● Record set
* START *

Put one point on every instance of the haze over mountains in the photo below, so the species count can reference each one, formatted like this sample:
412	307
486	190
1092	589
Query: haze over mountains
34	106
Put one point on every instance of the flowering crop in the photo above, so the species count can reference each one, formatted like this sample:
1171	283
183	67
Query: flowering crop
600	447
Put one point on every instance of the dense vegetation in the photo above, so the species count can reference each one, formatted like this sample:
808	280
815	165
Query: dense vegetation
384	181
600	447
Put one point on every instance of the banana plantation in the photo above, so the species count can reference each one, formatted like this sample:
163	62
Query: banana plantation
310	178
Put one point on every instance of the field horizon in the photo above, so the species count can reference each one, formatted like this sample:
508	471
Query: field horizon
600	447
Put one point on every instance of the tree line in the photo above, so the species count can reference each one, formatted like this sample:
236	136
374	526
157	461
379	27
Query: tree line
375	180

* END *
* START *

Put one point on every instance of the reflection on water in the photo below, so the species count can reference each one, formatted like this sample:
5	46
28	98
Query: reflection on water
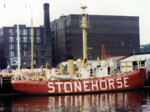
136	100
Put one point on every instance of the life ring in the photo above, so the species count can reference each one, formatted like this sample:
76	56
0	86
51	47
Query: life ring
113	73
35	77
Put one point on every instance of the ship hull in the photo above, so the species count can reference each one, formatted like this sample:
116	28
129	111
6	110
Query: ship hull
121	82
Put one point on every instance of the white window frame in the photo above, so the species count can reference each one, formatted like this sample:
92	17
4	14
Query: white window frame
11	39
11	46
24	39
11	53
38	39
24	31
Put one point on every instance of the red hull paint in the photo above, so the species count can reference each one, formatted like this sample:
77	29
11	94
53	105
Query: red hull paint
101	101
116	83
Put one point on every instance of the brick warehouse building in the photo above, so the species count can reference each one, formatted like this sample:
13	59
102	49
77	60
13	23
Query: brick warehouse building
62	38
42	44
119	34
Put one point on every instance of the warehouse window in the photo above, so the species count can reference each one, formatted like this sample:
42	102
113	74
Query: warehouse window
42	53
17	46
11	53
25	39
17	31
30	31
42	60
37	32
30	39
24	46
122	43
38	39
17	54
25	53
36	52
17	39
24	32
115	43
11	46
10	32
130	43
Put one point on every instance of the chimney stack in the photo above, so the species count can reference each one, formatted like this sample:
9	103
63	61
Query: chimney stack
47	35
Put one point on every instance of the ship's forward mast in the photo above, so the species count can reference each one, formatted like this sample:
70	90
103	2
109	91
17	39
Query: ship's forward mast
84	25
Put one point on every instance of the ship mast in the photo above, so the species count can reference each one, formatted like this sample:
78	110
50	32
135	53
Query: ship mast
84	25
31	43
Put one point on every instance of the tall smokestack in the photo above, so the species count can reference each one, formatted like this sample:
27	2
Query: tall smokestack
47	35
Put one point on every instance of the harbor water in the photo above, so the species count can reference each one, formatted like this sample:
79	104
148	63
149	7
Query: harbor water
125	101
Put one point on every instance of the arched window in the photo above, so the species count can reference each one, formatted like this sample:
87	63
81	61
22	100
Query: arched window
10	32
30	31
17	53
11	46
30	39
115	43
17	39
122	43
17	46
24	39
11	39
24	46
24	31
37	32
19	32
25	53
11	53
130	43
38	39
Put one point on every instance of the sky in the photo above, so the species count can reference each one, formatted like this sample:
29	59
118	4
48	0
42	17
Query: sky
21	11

* END *
* START *

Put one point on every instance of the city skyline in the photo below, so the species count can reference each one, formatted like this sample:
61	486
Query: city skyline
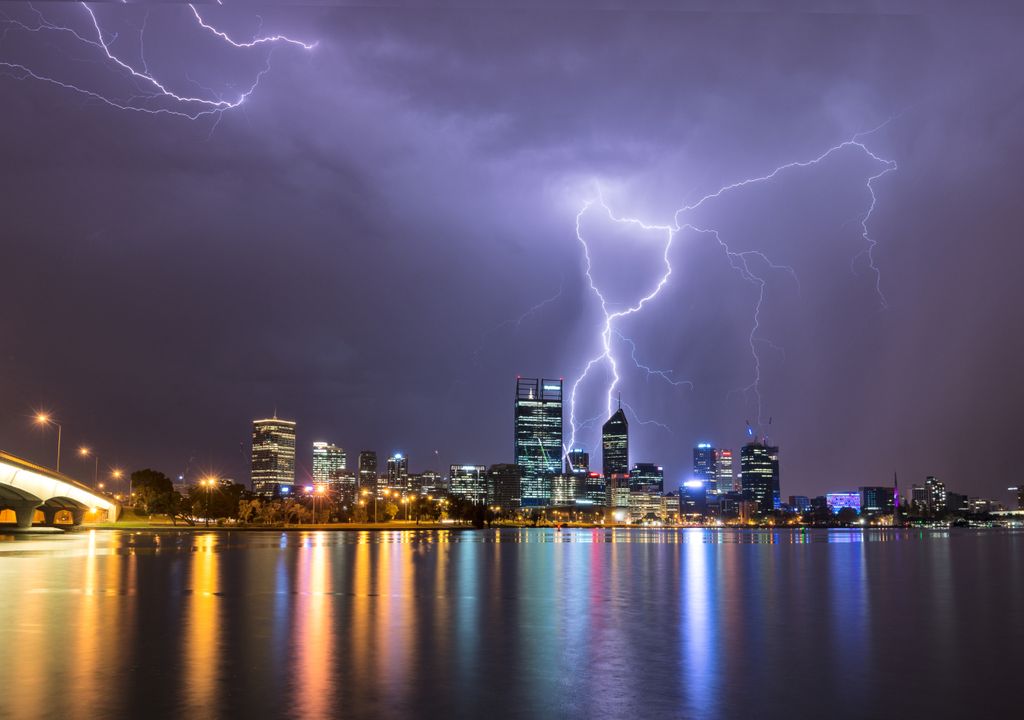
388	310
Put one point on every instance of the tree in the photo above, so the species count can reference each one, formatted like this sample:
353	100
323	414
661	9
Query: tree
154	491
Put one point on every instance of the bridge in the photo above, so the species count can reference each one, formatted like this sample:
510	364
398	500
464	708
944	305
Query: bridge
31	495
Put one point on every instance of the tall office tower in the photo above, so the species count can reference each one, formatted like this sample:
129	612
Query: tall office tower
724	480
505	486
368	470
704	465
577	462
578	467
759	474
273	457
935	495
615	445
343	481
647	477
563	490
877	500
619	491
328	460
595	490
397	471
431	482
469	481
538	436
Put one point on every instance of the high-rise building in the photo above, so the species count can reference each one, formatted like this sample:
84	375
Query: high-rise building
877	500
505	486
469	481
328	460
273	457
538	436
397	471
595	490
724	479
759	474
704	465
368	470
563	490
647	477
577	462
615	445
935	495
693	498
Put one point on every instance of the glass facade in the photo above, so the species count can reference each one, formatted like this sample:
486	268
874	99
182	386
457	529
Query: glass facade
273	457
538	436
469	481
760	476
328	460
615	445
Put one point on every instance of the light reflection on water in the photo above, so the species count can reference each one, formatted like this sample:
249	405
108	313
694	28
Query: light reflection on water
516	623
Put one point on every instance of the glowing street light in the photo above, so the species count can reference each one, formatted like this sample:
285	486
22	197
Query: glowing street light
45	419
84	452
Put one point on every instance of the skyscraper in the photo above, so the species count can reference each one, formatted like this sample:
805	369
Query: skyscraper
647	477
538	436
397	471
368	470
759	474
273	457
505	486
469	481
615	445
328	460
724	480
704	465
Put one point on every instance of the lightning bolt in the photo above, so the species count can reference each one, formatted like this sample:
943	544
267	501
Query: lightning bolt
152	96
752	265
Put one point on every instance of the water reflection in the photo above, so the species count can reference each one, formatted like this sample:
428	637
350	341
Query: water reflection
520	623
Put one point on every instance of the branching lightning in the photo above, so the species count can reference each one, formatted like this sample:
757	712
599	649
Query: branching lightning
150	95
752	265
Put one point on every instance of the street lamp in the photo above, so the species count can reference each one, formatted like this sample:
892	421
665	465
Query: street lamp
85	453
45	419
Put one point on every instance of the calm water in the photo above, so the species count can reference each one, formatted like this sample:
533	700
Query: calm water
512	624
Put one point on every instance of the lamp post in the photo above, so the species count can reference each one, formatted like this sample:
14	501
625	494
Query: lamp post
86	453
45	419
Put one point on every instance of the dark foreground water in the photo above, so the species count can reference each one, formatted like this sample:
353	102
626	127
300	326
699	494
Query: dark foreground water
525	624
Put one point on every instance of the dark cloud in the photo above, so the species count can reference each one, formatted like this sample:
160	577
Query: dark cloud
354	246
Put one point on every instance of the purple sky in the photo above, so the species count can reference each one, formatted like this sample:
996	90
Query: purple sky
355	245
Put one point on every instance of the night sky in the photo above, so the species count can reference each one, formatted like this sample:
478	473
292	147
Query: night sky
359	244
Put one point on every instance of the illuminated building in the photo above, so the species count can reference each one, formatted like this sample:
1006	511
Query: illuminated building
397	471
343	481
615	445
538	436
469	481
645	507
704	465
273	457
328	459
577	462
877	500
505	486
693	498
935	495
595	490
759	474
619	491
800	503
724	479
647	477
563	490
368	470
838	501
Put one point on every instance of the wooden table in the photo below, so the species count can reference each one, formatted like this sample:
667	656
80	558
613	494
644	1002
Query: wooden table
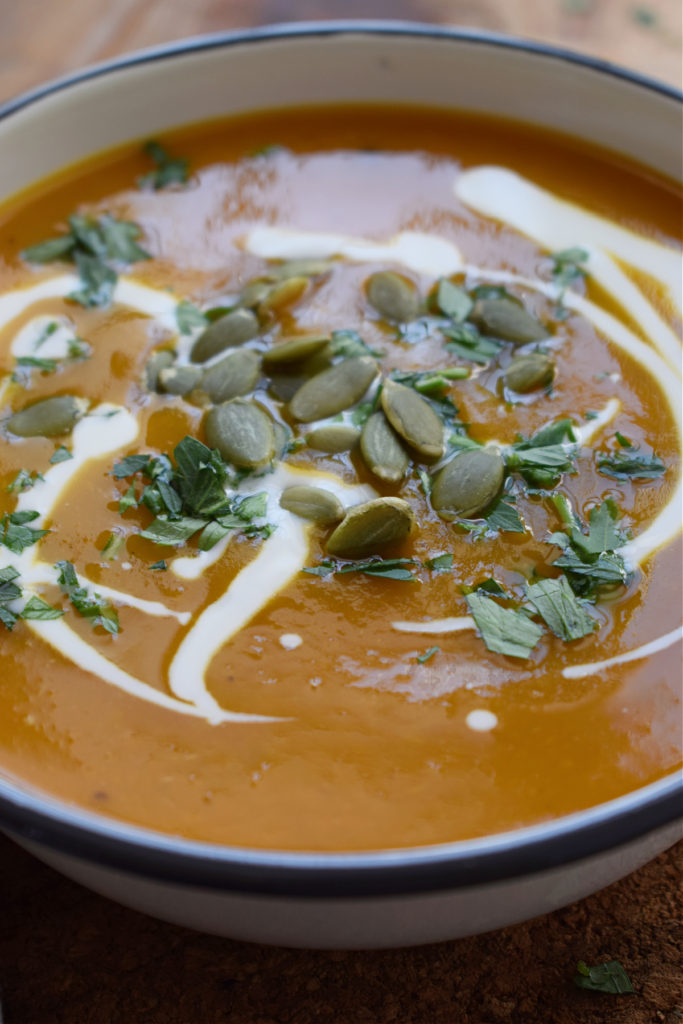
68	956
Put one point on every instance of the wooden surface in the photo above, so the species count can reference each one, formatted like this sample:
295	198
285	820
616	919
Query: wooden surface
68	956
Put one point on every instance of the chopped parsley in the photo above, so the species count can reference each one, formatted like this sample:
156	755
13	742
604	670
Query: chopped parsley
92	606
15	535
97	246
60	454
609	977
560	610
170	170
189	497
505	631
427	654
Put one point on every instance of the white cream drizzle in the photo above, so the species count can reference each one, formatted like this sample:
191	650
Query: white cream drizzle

* END *

● Problem requirements
Update the rows running from the line containing "Put one point on every instance of the white cream" through the line containing "Query: white cream drizzle" so that "drizzle" becomes "topping" everywhere, keeping everything else unchanged. Return only those lines.

● Response below
Put one point on every instance of the white cream topping in the photo above, so the species count can reference each one, formatted like this sample:
191	650
Query: white cream topping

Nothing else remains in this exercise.